■ **What is being asked**
In the essay on ambition and truth below, what did Spirit say the writer's ambition is?

■ **Study text**
Hello, reader. How are you doing? Are you an ambitious person? How are you with conflict? Spirit said my ambition is peace and rest, but my destiny is creating conflict.
Whoa, I see a contradiction there. No wonder I feel so much consternation about my life’s work.
It was different to ask the cards about ambition. Ambition is one of those concepts that’s always felt distant from me, sort of like confidence. I don’t want confidence– it seems like a performance. I’d rather show up however I am.
I don’t want ambition– sounds like it’s about making money or fame, at someone else’s expense.
truth
I’m on earth to tell the truth, but not everyone wants to hear it. I want to comfort the traumatized, but I spend a lot of time traumatizing the comfortable, apparently. Yes, I say things I really believe, then panic.
“The truth is ugly,” I told Ming.
“The truth is beautiful,” Ming said.
“Oh, you’re right,” I said.
People who benefit from business as usual try to convince me that the truth is ugly. But I know deep in my heart that the truth is divine.
Yes, I think of the truth and how divine it feels, shining with light. That spark of truth is just like the spark of life.
work
“But a lot of people want to do the bare minimum, come home, and drink a beer,” I added. “The truth is work. It’s so much easier to go with common knowledge or the expected idea.”
Ming listened to me. We have been talking about this for a long time, like our entire relationship: how people are, and how I fit or don’t fit in with regular
values. In some ways, our culture is functional. In other ways, what the fudge.

■ **Records supplied**
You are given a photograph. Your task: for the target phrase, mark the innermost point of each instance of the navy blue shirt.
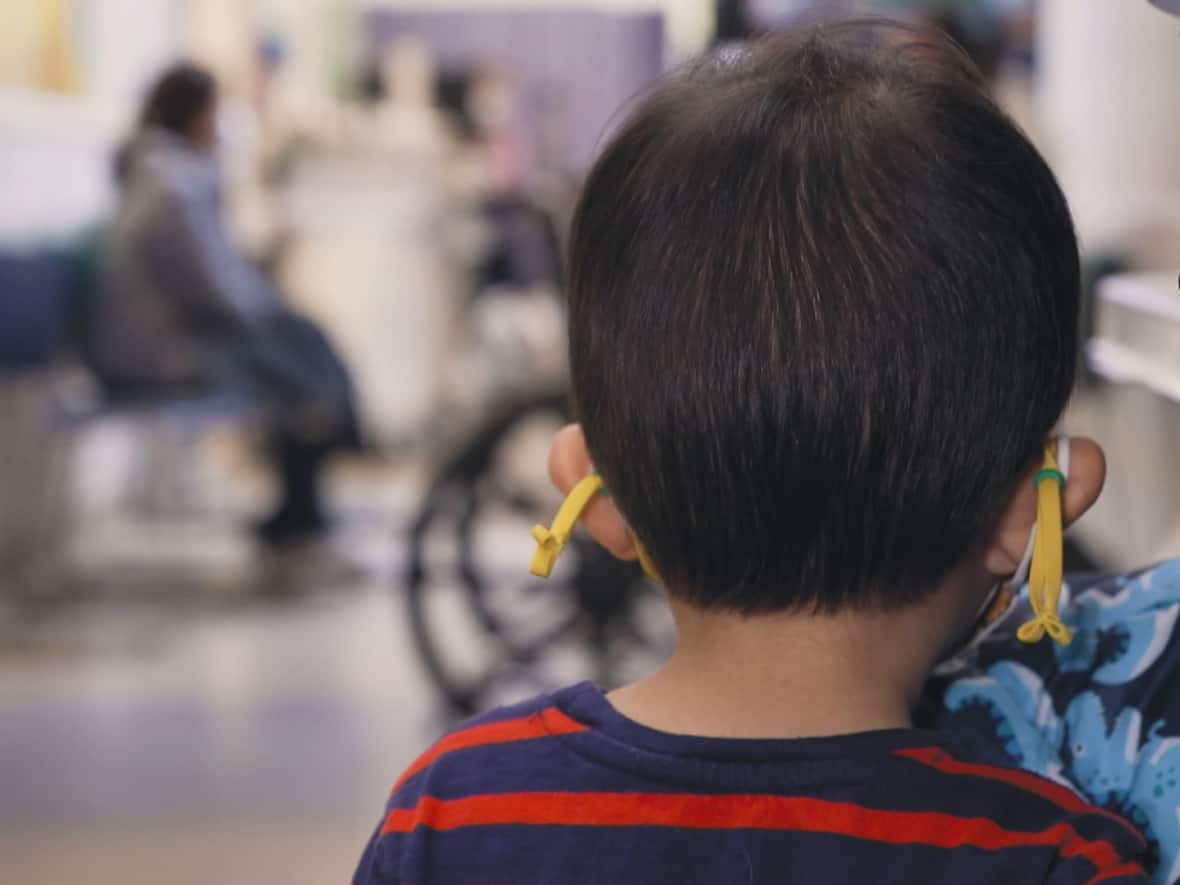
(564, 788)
...
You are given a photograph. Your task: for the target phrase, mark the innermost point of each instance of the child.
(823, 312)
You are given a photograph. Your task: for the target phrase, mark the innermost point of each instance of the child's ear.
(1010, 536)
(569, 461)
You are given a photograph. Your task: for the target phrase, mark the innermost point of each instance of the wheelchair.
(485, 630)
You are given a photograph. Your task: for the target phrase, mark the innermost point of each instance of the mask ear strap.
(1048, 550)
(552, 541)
--
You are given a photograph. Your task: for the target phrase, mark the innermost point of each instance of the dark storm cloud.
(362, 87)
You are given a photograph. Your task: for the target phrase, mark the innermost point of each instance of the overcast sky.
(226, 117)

■ **Solution for this exercise**
Peace and rest.